### Exercise data ###

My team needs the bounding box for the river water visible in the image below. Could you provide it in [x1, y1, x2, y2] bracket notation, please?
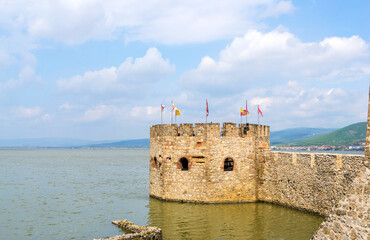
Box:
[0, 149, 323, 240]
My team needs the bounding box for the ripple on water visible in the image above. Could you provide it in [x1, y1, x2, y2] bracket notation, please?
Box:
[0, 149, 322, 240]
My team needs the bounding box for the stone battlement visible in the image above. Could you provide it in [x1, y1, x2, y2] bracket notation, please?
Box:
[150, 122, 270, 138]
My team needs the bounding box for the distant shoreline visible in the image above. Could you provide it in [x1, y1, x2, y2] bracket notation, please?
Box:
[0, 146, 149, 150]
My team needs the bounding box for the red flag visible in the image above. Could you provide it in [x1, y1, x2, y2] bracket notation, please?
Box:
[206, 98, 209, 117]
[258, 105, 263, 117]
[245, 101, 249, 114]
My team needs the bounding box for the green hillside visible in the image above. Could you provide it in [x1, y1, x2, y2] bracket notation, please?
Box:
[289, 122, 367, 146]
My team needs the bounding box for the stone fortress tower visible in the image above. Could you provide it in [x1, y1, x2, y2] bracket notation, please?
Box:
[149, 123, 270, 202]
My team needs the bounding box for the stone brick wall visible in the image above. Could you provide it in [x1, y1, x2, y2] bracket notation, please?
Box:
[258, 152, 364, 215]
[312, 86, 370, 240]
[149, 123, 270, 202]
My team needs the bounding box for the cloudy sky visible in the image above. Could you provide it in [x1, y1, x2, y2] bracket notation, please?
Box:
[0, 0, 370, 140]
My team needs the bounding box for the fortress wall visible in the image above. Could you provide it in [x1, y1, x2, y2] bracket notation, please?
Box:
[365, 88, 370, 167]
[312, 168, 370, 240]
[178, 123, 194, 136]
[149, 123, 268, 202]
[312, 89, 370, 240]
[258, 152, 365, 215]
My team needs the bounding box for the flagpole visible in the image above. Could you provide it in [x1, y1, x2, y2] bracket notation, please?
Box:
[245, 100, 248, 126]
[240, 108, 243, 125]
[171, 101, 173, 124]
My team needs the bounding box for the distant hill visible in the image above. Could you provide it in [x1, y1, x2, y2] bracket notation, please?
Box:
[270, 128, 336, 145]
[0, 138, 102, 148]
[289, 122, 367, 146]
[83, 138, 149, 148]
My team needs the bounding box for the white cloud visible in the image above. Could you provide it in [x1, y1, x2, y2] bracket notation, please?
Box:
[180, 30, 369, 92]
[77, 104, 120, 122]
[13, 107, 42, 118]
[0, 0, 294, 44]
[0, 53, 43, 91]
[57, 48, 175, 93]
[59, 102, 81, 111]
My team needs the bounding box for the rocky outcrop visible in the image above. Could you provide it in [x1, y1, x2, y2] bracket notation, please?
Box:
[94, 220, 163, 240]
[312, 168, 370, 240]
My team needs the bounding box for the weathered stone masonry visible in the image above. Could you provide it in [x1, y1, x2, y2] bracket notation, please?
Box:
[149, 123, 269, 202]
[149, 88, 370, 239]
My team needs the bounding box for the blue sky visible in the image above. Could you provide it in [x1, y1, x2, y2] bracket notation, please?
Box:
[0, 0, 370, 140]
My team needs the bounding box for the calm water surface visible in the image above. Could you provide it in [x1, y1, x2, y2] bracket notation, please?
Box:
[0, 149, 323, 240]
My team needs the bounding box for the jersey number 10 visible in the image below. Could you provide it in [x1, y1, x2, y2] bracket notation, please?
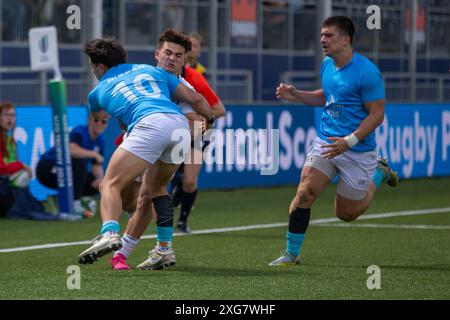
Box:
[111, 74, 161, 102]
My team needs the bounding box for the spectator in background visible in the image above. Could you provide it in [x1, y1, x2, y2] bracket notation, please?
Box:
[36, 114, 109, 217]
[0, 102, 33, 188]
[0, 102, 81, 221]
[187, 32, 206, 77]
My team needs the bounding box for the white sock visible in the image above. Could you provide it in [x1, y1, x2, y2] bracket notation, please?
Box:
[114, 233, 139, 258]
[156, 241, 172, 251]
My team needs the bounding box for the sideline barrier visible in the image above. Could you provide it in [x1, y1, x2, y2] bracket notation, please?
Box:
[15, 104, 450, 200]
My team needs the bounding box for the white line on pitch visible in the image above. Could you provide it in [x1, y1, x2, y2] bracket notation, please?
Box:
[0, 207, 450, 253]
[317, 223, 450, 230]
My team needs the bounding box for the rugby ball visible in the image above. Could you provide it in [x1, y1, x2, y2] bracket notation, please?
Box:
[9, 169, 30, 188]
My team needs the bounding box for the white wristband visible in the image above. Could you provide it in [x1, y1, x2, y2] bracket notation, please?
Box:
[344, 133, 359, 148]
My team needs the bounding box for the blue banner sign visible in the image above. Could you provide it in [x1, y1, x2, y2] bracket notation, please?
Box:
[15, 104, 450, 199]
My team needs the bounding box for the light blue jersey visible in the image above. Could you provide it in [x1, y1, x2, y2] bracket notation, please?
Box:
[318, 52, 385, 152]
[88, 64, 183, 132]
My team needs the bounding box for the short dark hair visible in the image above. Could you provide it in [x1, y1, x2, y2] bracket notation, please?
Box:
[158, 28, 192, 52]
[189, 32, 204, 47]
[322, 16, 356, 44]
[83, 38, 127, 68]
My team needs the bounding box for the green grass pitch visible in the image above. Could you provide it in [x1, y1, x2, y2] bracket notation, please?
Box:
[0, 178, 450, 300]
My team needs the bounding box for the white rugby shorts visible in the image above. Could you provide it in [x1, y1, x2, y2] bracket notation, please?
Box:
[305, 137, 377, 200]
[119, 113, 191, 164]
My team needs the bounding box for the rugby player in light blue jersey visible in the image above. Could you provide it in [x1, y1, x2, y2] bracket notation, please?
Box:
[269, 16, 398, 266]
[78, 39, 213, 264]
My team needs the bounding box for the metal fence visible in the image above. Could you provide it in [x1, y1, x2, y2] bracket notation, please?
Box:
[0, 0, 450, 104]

###
### Exercise data ###

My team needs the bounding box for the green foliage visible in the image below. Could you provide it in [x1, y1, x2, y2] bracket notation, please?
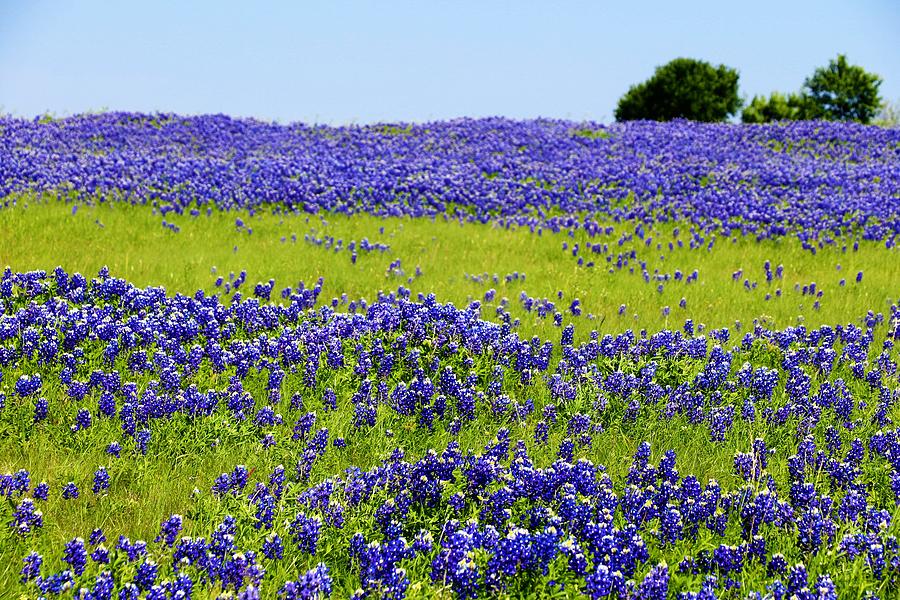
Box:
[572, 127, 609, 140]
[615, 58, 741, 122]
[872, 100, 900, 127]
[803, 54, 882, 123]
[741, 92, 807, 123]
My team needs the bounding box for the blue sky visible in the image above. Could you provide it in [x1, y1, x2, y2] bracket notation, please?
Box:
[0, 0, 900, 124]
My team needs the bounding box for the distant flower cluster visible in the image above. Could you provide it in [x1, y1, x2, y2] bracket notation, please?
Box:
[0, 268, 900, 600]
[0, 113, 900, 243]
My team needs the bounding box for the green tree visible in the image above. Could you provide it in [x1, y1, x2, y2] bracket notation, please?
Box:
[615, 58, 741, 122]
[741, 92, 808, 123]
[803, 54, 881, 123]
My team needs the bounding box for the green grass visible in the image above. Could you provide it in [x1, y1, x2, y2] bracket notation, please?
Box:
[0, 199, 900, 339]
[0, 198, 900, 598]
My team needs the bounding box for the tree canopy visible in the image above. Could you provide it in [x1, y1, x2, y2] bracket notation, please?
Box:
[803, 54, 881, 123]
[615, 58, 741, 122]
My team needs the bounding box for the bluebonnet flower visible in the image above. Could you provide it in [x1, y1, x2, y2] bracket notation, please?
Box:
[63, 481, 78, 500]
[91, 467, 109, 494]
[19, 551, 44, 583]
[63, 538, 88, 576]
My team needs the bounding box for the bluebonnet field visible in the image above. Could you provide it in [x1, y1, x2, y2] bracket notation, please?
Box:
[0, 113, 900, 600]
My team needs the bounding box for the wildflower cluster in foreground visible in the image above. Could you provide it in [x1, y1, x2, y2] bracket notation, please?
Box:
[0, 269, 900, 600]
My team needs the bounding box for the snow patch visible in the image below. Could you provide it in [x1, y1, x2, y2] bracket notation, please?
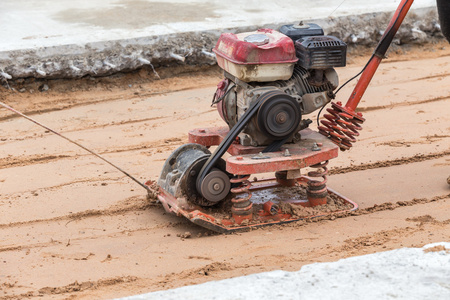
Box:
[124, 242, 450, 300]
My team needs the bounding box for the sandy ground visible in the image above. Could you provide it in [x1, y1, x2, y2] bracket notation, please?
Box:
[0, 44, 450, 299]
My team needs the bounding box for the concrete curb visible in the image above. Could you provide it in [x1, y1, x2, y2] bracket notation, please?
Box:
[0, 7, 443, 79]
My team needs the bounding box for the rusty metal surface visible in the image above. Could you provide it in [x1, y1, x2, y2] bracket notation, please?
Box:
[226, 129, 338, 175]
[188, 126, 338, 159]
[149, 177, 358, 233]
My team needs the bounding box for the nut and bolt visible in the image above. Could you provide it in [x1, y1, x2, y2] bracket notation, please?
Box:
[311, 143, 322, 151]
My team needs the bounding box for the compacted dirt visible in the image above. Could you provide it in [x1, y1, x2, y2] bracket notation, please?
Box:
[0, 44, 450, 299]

###

● What to produce:
Render the part of the listing above that starts with the line containing "My team needs the bounding box for the green grass pitch" and runs up to and including the line containing "[0, 0, 450, 104]" as a Markdown table. Use the columns "Row" and "Line", with a row number for each line and any blank lines left out.

● Result of the exercise:
| Row | Line |
|---|---|
| 1 | My team needs the bounding box for the green grass pitch visible in the image above. Could you provide it in [x1, y1, x2, y2] bracket notation, please? |
| 2 | Box: |
| 3 | [0, 178, 450, 300] |
| 4 | My team needs the bounding box for the white rugby shorts visible in the image above. Could you provide it in [x1, y1, x2, y2] bracket notation, please? |
| 5 | Box: |
| 6 | [305, 137, 377, 200] |
| 7 | [119, 113, 191, 164] |
| 8 | My team needs the bounding box for the rugby player in light blue jersey visible in the image above. Could you provide it in [x1, y1, x2, y2] bracket notation, please? |
| 9 | Box: |
| 10 | [269, 16, 398, 266] |
| 11 | [78, 39, 213, 264] |
| 12 | My team needs the bounding box for the metal fence visible in the image above. Could you provide it in [x1, y1, x2, y2] bracket notation, please? |
| 13 | Box: |
| 14 | [0, 0, 450, 104] |